Stored data entries
════
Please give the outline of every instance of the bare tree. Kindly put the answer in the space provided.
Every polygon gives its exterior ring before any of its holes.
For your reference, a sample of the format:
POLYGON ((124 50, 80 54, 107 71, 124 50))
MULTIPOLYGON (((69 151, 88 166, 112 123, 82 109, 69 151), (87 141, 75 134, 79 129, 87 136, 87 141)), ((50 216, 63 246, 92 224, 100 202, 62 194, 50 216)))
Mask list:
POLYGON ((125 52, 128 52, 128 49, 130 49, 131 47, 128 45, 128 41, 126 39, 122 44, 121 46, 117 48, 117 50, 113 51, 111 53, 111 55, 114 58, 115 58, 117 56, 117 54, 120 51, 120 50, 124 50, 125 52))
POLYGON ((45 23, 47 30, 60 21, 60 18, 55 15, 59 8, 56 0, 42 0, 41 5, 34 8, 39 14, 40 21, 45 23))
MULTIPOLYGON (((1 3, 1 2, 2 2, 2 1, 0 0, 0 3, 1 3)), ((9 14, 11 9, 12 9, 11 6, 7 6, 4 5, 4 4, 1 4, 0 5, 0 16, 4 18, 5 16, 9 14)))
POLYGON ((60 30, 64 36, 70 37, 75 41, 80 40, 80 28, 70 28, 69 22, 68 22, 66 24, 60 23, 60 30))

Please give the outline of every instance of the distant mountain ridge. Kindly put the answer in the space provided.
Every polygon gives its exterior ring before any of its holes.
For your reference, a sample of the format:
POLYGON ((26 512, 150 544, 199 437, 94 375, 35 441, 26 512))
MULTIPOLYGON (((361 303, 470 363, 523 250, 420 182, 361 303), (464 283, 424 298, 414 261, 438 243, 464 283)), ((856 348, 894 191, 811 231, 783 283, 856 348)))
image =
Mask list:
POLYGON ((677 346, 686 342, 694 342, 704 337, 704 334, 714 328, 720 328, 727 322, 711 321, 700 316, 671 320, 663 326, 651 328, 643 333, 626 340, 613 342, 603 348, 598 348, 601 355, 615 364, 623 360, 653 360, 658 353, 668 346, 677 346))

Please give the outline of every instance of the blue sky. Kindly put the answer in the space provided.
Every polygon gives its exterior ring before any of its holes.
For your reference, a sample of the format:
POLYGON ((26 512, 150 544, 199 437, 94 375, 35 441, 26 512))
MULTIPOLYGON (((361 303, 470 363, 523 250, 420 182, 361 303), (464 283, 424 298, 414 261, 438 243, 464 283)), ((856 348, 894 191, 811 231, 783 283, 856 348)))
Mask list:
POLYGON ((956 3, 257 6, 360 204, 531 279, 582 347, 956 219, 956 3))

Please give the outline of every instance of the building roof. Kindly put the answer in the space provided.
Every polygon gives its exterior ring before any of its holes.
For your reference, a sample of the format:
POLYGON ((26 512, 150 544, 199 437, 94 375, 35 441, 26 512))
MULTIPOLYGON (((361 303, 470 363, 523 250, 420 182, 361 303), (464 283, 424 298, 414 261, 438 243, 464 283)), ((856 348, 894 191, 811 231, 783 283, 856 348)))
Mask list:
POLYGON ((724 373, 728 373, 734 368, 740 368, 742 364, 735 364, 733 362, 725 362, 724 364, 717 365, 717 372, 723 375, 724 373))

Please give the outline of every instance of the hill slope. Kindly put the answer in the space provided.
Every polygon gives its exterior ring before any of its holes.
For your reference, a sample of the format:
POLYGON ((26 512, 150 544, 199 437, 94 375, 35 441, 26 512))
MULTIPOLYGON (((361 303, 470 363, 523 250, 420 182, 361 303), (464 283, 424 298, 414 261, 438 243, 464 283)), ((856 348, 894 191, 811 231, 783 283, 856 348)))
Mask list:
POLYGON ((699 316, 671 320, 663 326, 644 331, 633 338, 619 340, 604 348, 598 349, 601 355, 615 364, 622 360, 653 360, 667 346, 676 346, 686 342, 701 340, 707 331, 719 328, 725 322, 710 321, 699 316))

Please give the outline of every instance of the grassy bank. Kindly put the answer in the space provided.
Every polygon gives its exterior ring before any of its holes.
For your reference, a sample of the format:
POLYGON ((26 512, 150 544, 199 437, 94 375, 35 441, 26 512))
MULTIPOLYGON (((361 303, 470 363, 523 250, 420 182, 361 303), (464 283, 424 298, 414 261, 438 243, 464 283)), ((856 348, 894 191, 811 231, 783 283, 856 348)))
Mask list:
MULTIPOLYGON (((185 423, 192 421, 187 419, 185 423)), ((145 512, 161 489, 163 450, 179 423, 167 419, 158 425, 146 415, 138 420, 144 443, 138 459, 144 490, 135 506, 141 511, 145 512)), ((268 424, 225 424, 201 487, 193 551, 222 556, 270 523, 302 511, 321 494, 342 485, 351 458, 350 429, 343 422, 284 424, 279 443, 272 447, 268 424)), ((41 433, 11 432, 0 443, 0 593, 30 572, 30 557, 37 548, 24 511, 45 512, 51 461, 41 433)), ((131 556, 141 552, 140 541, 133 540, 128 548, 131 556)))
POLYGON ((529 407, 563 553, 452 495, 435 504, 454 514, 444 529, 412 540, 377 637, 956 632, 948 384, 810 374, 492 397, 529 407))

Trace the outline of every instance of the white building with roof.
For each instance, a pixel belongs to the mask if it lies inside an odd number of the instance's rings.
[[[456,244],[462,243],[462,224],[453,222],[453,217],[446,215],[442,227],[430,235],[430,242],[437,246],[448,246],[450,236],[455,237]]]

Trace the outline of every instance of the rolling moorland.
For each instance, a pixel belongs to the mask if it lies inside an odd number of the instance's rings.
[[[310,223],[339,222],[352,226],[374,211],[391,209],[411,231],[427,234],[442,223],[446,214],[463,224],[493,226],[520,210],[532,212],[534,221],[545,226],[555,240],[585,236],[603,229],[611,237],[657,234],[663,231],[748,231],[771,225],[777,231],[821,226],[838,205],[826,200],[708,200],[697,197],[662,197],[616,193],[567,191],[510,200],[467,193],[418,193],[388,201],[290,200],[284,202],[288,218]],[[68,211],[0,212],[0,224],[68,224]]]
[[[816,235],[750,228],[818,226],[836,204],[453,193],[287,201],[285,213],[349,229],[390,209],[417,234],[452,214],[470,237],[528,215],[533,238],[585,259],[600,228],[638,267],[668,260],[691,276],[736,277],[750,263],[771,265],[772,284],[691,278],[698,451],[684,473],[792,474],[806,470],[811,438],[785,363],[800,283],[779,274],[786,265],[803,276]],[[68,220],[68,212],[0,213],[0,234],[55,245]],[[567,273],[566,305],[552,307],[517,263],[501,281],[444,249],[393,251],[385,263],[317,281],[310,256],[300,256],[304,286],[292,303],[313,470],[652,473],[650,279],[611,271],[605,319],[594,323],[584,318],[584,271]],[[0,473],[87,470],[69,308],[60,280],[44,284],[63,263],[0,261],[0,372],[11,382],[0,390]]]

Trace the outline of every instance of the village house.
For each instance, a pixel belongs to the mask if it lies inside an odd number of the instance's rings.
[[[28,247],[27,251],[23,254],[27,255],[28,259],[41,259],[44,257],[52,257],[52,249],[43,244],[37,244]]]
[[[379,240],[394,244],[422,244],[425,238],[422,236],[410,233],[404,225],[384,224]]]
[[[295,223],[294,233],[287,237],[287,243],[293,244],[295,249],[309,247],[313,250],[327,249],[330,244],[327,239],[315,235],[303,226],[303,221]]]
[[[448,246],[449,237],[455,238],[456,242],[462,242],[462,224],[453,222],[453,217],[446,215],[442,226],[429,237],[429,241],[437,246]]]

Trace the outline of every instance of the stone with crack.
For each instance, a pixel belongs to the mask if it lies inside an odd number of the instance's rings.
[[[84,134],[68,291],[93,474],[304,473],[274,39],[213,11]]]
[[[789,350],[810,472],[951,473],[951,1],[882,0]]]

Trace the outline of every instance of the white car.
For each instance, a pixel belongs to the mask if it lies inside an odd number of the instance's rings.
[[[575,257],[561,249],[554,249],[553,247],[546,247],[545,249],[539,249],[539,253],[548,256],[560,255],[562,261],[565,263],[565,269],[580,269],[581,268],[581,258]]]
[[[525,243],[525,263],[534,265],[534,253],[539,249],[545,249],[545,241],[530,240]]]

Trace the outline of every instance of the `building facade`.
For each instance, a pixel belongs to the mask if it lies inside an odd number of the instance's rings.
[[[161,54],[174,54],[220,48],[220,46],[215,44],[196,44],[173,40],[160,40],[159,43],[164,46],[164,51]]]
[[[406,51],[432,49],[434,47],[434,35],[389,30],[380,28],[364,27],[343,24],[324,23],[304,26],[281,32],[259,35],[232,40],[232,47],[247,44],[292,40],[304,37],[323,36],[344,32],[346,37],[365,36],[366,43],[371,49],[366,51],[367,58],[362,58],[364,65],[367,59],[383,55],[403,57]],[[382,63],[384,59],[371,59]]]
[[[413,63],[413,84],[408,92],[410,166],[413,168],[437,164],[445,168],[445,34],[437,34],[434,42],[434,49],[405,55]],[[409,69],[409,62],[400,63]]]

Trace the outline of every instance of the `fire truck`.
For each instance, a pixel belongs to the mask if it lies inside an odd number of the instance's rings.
════
EXERCISE TASK: Rescale the material from the line containing "Please give the outline of every instance of the distant" down to the line containing "POLYGON ((677 346, 686", both ends included, by writing all of those lines out again, requests included, with every coordinate in the answers multiplied by 1.8 and rounded to a whole number, halves rounded up. Leave every other number unchanged.

FINISHED EXERCISE:
Please give the outline of every instance of the distant mountain ridge. Kindly put the answer in the space provided.
Every polygon gives its exterior ring before any of its holes.
For your reference, a sample of the format:
POLYGON ((26 512, 150 544, 199 437, 94 375, 35 441, 26 512))
MULTIPOLYGON (((361 303, 470 363, 523 250, 420 182, 361 303), (464 283, 424 298, 414 261, 438 243, 464 283)), ((856 348, 894 191, 811 231, 783 283, 856 348)))
image =
Mask list:
POLYGON ((1219 623, 1235 616, 1249 616, 1267 607, 1267 601, 1285 590, 1296 590, 1309 580, 1280 578, 1260 569, 1208 576, 1193 587, 1172 590, 1157 599, 1127 612, 1103 616, 1085 626, 1076 626, 1082 639, 1107 655, 1121 648, 1175 648, 1184 635, 1202 623, 1219 623))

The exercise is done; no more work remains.